* **What is needed**
Scale the lines below, from the first line through the line containing "[[242, 293], [22, 334], [715, 453]]", inclusive, and write out only those lines in full with their wording unchanged. Multiply every coordinate in the answers by 1.3 and round each result to a whole number, rounding halves up.

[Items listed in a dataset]
◇ ◇ ◇

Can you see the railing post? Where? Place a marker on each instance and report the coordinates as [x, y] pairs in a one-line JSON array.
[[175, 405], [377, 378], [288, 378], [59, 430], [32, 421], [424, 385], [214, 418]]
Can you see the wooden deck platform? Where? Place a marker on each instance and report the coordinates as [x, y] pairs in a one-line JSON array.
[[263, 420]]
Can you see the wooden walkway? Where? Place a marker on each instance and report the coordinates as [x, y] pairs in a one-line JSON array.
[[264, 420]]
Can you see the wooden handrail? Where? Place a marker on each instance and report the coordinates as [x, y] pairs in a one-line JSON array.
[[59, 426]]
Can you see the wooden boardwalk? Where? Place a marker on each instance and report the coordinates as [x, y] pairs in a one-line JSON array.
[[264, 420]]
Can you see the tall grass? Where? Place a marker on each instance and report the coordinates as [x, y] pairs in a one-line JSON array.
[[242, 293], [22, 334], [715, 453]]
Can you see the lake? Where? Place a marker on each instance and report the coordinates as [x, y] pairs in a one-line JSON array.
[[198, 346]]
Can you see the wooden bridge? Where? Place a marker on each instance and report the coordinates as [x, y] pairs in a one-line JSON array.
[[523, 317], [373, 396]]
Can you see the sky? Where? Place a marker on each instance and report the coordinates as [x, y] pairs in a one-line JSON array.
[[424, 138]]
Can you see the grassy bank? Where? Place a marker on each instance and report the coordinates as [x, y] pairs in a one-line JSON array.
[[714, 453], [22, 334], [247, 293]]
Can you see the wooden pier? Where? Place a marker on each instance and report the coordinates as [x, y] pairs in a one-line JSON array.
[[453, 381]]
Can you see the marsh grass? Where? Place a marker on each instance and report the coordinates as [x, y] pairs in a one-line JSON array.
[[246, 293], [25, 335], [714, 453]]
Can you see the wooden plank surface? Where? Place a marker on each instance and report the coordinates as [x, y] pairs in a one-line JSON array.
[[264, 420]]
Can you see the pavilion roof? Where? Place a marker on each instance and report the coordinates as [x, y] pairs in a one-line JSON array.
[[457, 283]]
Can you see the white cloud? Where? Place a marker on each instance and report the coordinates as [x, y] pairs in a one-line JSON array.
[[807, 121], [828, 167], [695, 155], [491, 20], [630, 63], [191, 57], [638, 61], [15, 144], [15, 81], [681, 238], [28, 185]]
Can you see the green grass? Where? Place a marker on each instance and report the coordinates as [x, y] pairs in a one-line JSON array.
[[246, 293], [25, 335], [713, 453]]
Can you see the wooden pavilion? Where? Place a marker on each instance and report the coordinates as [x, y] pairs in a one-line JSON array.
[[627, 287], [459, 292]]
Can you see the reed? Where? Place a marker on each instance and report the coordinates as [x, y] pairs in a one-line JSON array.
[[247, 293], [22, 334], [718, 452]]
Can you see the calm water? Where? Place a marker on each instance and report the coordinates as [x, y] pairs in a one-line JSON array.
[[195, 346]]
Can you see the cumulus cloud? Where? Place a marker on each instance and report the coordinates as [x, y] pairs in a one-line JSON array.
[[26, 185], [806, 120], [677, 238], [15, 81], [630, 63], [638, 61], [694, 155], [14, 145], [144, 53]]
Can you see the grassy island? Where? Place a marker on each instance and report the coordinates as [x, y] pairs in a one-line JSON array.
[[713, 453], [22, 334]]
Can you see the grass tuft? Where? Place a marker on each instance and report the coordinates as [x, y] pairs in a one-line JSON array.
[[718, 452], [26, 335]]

◇ ◇ ◇

* **Written answer**
Can you see the railing post? Where? Place a marker on each instance and report the coordinates as [x, y] pairs in a one-line JSON array.
[[228, 527], [490, 491], [374, 491], [77, 559], [42, 547], [551, 501], [278, 543]]
Can you see the wooden deck platform? Where? Place a marker on each instance and report the coordinates as [x, y] pairs in a one-line JSON array.
[[342, 546]]
Can you see the wooden walkway? Where? Place a marker on each instance and report the coordinates as [x, y] pairs in a one-line JSON array.
[[343, 546]]
Can you see the wooden handrail? Where? Place a marker on each instance and report the coordinates as [x, y] pairs in a one-line JSON array.
[[77, 554]]
Can you see the wooden boardwalk? Where? Place a marker on each instance and report the coordinates as [x, y] pairs in a one-line JSON array.
[[343, 546]]
Can you see the tall grass? Where? Place a marker on each instance and report the coordinates as [x, y] pairs in a one-line JSON array.
[[315, 381], [29, 434], [930, 589]]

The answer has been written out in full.